• _EXTRAIT DU TEXTE_:
========================================

Cet ouvrage porte sur la partie qui concerne l’Afrique de la lex agraria du 111 av. J.-C. En effet cette lex concerne l’Italie (l. 1-42) l’Afrique (l. 43-95) et Corinthe (l. 96-105). Elle se trouve dans la Tabula Bembina, provenant de la région d’Urbino, dans les Marches.
L’auteur commence par expliquer son plan et il fait un résumé de l’ouvrage (p. 9-22). Ensuite, il se lance sans solution de continuité dans la discussion sur l’identification du texte, qui s’avère compliquée par son caractère lacunaire : il est convaincu du fait que cette lex agraria est la loi-plébiscite du tribun de la plèbe Marcus Baebius. Selon lui, il s’agit d’une loi-cadre pour l’Africa. Il présente de même à ce moment et de manière succincte l’historiographie concernant l’établissement du texte et expose de façon résumée les grandes lignes de sa propre version du texte. Il divise son interprétation de la loi par en-têtes (p. 13-17). La bibliographie et les principes de publication viennent conclure ce premier et bref chapitre.
Le gros de l’ouvrage est divisé en deux parties, on peut considérer la première (p. 25-109) comme la synthèse. La deuxième (p. 111-136), de son côté, se consacre à l’établissement du texte. L’auteur préfère ainsi rentrer dans le vif du sujet, son ouvrage étant adressé à des spécialistes. Il s’attend à ce que le lecteur connaisse préalablement cette lex agraria.
La première partie est divisée en trois sous-parties : I. La terre ; 2. Les hommes ; 3. Le droit. Dans la sous-partie consacrée à la terre (p. 25-57) l’auteur divise les points importants de la loi sur la terre:
- a) Terre publique qui a été ou sera privée, assignée aux colons ou bien vendue.

========================================

• _CONSIGNE A_:
D'après le texte sur la lex agraria, pourquoi l'auteur de l'ouvrage va-t-il tout de suite au cœur du sujet ? Répondez en une à trois phrases.
• _CONSIGNE B_:
Répondez à ces questions sur le texte sur la lex agraria :
(i) Quelles lignes de la loi concernent l'Afrique ?
(ii) De quelle région vient la Tabula Bembina ?
(iii) Quelles sont les trois sous-parties de la première partie ?
• _CONSIGNE C_:
Poursuivez le texte sur la lex agraria à partir de la dernière phrase donnée.

• _MATÉRIEL FOURNI_:
========================================

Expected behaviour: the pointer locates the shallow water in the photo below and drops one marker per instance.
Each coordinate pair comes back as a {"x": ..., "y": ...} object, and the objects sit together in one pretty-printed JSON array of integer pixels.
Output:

========================================

• _CORRIGÉ A_:
L'auteur va tout de suite au cœur du sujet parce que son ouvrage s'adresse à des spécialistes. Il s'attend à ce que le lecteur connaisse déjà cette lex agraria.

• _CORRIGÉ B_:
(i) Les lignes 43 à 95.
(ii) De la région d'Urbino, dans les Marches.
(iii) La terre, les hommes et le droit.

• _CORRIGÉ C_:
- b) Terre publique qui doit le rester
- c) Terre assignée à des autochtones
L’auteur considère sur le premier point que la terre assignée aux colons n’était pas soumise au uectigal. Sur le troisième point, il pense qu’il ne s’agit pas d’une terre assignée à des autochtones, mais de terres privées des autochtones n’ayant aucune redevance envers Rome. Il prouve par moyen des cartes cadastrales (p. 28-30) que la cadastration des terres proches des peuples autochtones cités dans la loi n’est pas une centuriation romaine et donc que ces terres ne sont pas celles qui ont fait l’objet de donations à des alliés de guerre (p. ex. Utique).
Par la suite, l’auteur interprète ce qui est introduit par le fragment extra eum agrum locum comme ‘les cas particuliers’ et il en dresse la liste (p. 33) et ce qui est introduit par ceterum agrum locum comme la terre publique non privatisée. Il développe ces “cas particuliers” de p. 33 à p. 54, ensuite il s’occupe de “la terre publique en location”.
1-Les cas particuliers
Ces “cas particuliers” sont développés de façon inégale, les plus importants étant le 1 et le 7. Concernant le cas 1, “la terre des colons et des inscrits comme colons”, la question se pose de savoir s’il s’agissait des terres sous le régime dominium ex iure quiritum ou bien des agri priuati uectigalisque. L’auteur affirme que l’on n’a pas assez de données pour affirmer l’un ou l’autre. Il pense que s’il y a une terre privée et, en même temps, vectigalienne il s’agit en effet d’une terre privée, mais vendue publiquement à Rome et ensuite échangée par le duumvir. Pour lui, la terre du colon et de l’inscrit comme colon constitue une propriété et non une possession.
Concernant le cas 2, “les peuples libres”, l’auteur se demande pour quelle raison on s’occupait de leur cas. Avait-il eu des abus de pouvoir ? Pour quelles terres ? Il pense que l’on s’était emparé de terres ancestrales des peuples libres. Le duumvir devait donc assigner aux citoyens romains les terres occupées par eux et donner en compensation d’autres terres aux peuples libres.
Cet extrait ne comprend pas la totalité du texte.